> **Document extract**:
⁂
The Building Industry Fairness (Security of Payment) Act 2017 (QLD) (BIF Act) provides a legal framework for the time and cost-effective recovery of payments owed for construction work or the supply of related goods or services under a construction contract in Queensland.

Construction work and the supply of related goods or services can include, but is not limited to:

  1. 1. Construction work;
  2. Preparatory works;
  3. Demolition;
  4. Renovations;
  5. Fabrication of materials;
  6. Provision of labour;
  7. Architectural, design, surveying or quantity surveying services relating to construction work; and
  8. Hire of plant and equipment.
 

When can I make a payment claim?

A payment claim can be made with respect to the building work carried out prior to the reference date as specified in the terms of the building contract or otherwise as determined by the BIF Act, usually being on the last day of the month in which the works were carried out or the goods or services were supplied.


What should I do if I am served with a Payment Claim?

A party served with a payment claim must respond at the earlier of what is stated in the relevant contract and fifteen business days from the date of service to provide the claimant with a payment schedule.

The payment schedule must both:

  1. identify the payment claim to which it relates;
  2. state the amount of the payment, if any, that the party proposes to make; and
  3. if the amount proposed to be paid is less that the amount stated in the payment claim, state why the amount proposed to be paid is less, including the respondent’s reasons for withholding any payment. It is important to note that an Adjudication Response is limited to the reasons contained in the payment schedule.

Where the amount of a payment claim is to be disputed, it is extremely important that a payment schedule be served within the time permitted under the BIF Act. A failure to do so may result in the party served with the payment claim becoming liable for the whole claimed amount.


What are the relevant time frames?

Refer to our BIF Act flow chart here for a summary of the time frames.


What is an Adjudication?

Adjudication is a less formal legal process whereby a claimant’s payment claim is assessed by an adjudicator whether or not a payment schedule is issued by the respondent. This is done by way of an adjudication application.

In deciding the adjudication application, an adjudicator will determine:

  1. the amount of the progress payment, if any, to be paid by the respondent to the claimant (the adjudicated amount); and
  2. the date on which any amount became or becomes payable; and
  3. the rate of interest payable on any amount.
⁂
> **Dataset section**:
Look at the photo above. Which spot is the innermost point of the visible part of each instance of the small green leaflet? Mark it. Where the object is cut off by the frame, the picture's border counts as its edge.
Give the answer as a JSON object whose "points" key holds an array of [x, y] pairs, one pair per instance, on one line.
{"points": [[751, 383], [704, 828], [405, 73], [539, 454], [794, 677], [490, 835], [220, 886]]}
⁂
> **To be done**:
1. In the BIF Act text, rewrite more briefly the paragraph that begins "A party served with a payment claim must respond".
2. Using only the BIF Act text, explain in one to three sentences why a payment schedule should state the respondent's reasons for paying less than the amount claimed.
3. Please translate this sentence from the BIF Act text into Spanish: "Adjudication is a less formal legal process whereby a claimant’s payment claim is assessed by an adjudicator whether or not a payment schedule is issued by the respondent."

> **Answers in order**:
1. A party served with a payment claim must give the claimant a payment schedule by whichever comes first: the deadline in the relevant contract or fifteen business days after service.

2. An Adjudication Response is limited to the reasons contained in the payment schedule. A respondent who leaves its reasons for withholding payment out of the schedule cannot rely on them later in adjudication.

3. La adjudicación es un proceso legal menos formal mediante el cual un adjudicador evalúa la reclamación de pago de un reclamante, independientemente de que el demandado emita o no un calendario de pagos.